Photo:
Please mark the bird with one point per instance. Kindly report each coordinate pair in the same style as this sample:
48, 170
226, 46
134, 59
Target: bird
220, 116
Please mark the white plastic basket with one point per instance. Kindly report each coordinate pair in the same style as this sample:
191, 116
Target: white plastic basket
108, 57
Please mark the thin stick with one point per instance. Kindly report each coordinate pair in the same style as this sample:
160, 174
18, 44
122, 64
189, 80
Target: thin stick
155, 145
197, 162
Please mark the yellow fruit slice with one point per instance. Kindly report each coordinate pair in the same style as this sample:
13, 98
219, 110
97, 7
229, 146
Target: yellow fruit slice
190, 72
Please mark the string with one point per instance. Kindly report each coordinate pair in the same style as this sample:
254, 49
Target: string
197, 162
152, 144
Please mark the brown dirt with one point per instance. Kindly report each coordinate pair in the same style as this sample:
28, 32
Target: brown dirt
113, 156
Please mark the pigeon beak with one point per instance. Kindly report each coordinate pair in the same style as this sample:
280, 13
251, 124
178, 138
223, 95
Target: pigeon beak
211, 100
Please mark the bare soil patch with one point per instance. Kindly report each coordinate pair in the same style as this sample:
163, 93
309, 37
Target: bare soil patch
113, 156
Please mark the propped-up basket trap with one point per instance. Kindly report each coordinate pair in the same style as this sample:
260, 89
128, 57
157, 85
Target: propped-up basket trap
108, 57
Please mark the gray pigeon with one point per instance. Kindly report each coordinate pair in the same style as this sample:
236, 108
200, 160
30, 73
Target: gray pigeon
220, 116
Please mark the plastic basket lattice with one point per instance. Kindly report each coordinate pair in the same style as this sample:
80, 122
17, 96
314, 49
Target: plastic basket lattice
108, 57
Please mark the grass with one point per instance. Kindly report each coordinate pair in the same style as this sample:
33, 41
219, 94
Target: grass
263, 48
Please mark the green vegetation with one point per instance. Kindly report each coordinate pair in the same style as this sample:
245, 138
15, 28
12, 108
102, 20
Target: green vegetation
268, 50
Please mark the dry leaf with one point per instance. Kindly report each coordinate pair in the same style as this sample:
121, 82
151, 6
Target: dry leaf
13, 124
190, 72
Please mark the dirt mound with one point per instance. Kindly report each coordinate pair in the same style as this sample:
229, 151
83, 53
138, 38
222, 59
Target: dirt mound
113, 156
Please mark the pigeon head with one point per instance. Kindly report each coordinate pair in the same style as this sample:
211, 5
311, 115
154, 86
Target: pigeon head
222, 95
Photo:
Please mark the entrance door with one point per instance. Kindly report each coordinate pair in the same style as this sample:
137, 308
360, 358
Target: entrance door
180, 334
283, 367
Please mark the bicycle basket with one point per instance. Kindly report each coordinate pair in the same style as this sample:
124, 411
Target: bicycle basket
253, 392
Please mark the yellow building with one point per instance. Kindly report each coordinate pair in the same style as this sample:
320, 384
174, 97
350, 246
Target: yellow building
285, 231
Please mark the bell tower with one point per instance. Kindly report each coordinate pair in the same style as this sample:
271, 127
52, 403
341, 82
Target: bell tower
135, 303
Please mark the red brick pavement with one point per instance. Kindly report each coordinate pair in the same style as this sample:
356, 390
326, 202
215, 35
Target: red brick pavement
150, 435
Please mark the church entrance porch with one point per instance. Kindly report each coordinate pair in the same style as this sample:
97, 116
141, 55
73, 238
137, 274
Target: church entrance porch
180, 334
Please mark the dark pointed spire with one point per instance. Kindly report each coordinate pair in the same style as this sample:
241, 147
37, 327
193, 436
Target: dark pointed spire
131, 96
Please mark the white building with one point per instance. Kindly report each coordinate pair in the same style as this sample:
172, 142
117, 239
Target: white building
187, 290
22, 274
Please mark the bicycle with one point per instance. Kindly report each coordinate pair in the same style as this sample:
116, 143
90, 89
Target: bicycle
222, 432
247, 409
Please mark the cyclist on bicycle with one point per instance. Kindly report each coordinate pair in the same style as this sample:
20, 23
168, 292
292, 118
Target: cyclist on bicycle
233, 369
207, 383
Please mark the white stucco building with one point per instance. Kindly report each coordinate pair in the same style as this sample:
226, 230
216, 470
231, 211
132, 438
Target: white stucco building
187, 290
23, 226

******

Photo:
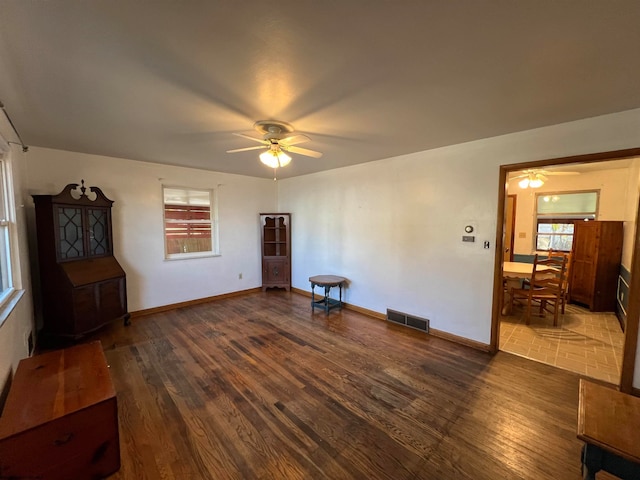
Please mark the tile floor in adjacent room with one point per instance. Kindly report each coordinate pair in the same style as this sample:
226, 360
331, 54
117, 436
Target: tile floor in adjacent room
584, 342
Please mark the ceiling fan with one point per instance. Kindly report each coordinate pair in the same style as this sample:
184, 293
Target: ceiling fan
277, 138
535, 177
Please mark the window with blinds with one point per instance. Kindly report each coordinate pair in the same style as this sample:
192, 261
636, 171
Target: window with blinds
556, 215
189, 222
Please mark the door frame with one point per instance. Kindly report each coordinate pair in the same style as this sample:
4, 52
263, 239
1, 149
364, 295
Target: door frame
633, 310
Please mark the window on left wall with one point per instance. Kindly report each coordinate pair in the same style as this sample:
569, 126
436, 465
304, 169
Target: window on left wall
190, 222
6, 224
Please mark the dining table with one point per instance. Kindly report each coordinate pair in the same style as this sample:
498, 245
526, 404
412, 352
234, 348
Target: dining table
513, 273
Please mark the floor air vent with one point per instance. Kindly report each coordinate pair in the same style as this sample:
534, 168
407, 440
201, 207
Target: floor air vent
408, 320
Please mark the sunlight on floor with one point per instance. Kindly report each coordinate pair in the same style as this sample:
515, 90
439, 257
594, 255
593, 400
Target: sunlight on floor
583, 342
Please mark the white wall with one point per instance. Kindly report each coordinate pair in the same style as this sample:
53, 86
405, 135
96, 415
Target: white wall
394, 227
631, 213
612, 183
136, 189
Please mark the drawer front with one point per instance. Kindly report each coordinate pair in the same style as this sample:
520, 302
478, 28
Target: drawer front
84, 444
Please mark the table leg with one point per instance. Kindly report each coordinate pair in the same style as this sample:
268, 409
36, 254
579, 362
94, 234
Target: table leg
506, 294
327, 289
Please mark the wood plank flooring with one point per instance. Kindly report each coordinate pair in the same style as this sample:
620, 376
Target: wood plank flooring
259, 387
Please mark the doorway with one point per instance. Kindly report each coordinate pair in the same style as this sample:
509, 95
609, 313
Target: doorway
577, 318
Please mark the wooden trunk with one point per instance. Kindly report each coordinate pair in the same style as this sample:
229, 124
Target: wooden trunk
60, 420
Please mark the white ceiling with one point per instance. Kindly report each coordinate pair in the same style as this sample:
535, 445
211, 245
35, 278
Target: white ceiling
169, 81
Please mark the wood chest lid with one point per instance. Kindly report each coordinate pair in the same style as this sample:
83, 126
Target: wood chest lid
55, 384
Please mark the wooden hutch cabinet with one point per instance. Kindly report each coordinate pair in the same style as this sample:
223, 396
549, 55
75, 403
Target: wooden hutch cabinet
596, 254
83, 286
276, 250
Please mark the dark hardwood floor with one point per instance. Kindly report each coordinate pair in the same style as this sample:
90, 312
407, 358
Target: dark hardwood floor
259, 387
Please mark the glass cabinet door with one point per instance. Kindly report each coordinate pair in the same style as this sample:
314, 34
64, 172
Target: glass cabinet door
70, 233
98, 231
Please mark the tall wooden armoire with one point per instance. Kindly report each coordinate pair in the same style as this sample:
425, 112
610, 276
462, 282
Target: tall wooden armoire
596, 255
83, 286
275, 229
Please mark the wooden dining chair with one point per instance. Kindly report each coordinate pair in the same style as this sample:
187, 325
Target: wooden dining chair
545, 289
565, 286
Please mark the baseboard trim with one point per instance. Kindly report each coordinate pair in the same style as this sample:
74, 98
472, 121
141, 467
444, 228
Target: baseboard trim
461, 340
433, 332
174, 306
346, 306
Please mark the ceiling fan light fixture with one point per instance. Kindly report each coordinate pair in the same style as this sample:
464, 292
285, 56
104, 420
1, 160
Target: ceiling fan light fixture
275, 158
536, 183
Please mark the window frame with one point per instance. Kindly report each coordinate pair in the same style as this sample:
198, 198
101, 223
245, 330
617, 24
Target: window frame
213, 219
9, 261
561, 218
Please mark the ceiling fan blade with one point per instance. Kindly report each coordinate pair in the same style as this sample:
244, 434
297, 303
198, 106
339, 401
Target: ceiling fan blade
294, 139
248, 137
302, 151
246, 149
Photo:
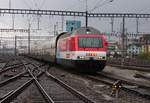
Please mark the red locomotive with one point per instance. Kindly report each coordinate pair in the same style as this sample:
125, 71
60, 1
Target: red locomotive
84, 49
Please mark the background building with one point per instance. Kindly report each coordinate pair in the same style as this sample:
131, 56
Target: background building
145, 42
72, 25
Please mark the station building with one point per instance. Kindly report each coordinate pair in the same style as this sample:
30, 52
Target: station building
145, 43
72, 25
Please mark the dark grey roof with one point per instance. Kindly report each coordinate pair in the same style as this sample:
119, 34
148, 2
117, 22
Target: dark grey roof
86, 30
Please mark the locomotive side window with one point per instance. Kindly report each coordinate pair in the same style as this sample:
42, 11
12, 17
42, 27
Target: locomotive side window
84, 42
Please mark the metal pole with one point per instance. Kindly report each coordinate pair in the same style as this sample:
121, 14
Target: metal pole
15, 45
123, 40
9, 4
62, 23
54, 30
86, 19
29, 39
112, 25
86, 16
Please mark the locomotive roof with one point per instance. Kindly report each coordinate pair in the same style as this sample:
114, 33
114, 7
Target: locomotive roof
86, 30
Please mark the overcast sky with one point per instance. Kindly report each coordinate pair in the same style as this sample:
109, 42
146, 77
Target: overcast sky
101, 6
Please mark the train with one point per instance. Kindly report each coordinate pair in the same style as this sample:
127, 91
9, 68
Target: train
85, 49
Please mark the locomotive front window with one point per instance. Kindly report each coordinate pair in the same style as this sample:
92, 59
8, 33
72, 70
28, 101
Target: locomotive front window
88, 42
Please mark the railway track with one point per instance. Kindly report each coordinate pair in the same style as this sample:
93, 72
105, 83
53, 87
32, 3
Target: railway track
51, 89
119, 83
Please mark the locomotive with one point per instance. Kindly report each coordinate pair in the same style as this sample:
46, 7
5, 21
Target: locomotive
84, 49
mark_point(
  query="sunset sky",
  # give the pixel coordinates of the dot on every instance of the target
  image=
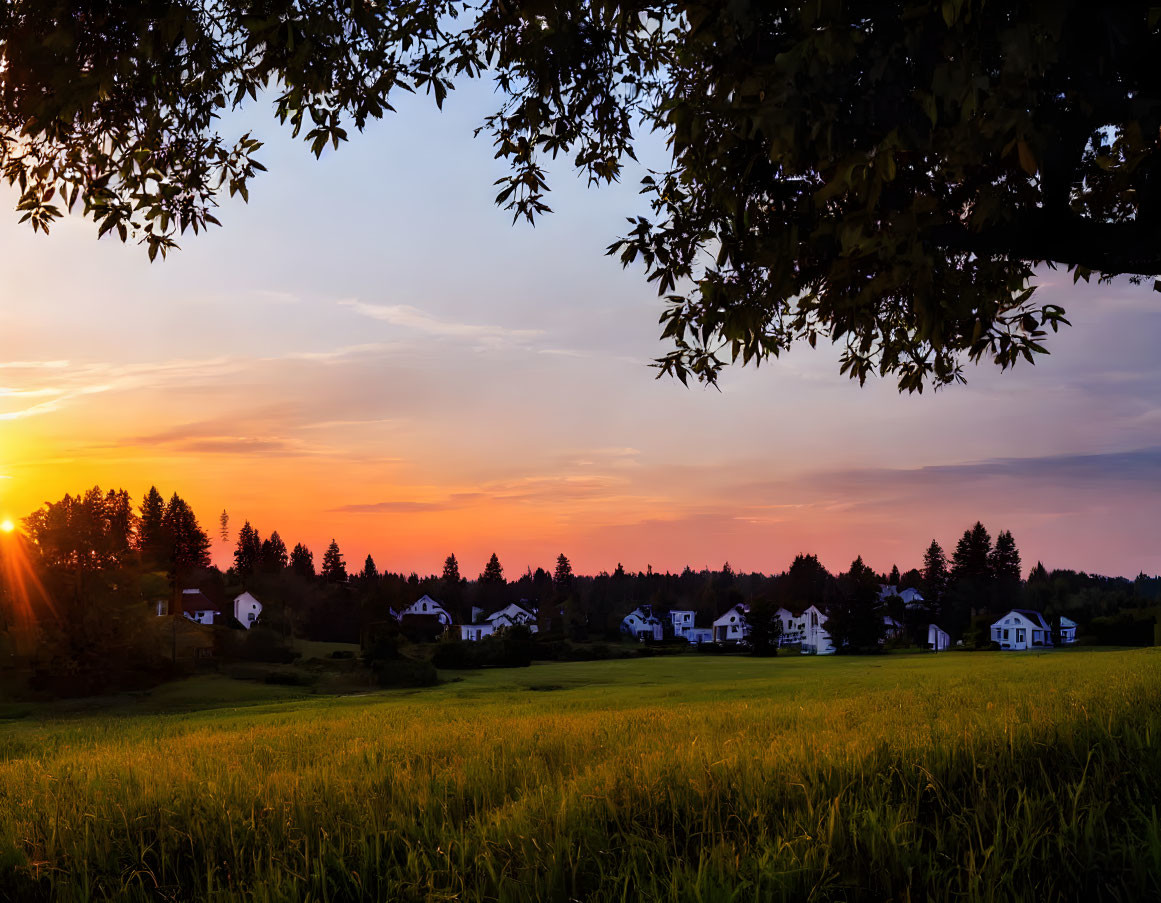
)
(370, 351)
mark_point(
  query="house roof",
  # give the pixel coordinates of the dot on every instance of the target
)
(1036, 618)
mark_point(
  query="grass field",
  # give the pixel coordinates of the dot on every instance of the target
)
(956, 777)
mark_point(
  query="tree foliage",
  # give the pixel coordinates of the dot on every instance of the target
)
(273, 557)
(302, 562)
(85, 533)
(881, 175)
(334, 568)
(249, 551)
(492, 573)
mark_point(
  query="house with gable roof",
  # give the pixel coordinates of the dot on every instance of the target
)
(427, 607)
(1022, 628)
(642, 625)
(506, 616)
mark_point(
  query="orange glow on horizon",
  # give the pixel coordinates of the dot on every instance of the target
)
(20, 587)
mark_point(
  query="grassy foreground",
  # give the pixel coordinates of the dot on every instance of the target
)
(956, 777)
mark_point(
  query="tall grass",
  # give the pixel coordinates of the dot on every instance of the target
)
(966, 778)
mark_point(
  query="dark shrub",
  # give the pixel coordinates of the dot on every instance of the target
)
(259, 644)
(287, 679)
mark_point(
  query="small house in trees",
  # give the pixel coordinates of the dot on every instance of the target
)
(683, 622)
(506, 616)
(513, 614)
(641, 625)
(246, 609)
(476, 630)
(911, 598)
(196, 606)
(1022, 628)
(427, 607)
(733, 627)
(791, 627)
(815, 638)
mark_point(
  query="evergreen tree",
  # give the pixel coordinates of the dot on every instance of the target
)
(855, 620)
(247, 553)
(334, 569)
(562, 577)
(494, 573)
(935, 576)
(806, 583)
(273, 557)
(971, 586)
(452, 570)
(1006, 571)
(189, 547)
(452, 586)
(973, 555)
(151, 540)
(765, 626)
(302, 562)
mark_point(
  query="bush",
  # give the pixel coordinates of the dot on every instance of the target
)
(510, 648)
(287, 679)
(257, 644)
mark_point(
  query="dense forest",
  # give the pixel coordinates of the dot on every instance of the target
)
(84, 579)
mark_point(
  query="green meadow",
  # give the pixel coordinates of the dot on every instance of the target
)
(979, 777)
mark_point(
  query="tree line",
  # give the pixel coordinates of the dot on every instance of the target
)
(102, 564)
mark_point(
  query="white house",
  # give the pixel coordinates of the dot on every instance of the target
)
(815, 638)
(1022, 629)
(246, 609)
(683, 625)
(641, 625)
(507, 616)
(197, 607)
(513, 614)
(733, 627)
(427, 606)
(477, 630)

******

Yukarıdaki satırları filtreleyip "bird" dizesini içerenlerin hepsini değiştirmeden kopyala. Eşleştirmede büyük/küçük harf ayrımı gözetilir.

Please mark the bird with one point per instance. Kindly report each coordinate pair in the same style as this sample:
Target: bird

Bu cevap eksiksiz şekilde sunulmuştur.